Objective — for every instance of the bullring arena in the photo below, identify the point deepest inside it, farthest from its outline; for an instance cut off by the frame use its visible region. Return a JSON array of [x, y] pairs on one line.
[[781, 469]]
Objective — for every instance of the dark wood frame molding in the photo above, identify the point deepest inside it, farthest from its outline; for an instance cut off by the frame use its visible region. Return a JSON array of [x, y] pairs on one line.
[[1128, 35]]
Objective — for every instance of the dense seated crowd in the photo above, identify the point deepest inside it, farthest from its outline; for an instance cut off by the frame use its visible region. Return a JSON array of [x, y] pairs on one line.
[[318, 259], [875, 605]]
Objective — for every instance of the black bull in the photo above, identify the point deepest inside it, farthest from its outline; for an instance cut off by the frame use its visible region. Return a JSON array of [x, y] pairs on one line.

= = = = =

任务详情 | 将上述全部记录排成 Markdown 表格，分为“序号”和“内容”两列，每条记录占一行，略去空行。

已完成解答 |
| 序号 | 内容 |
|---|---|
| 1 | Objective — for every instance of the bullring arena in the photo below, identify the point deepest inside it, farthest from its outline; for an instance cut off by the frame use its visible region. Return a JSON array of [x, y] pairs on one line. |
| 2 | [[781, 469]] |
| 3 | Objective — for every instance of the dark wood frame molding in the photo above, identify the point deepest inside it, farthest from its outline; for an instance cut off by the frame use its visible region. Return a JSON array of [x, y] pairs on one line. |
| 4 | [[1128, 35]] |
| 5 | Objective — for every instance of the dense seated crowd in the photo above, identify the point deepest inside it, farthest from its outline; for an instance cut off by the frame use its visible region. Return a JSON array of [x, y] pairs on one line. |
| 6 | [[318, 259], [875, 605]] |
| 7 | Objective — for every instance of the black bull in the photo above, identify the point deepest inside it, farthest from its outline; for an instance cut off by the frame use its visible region. Return a JSON array of [x, y] pairs on one line. |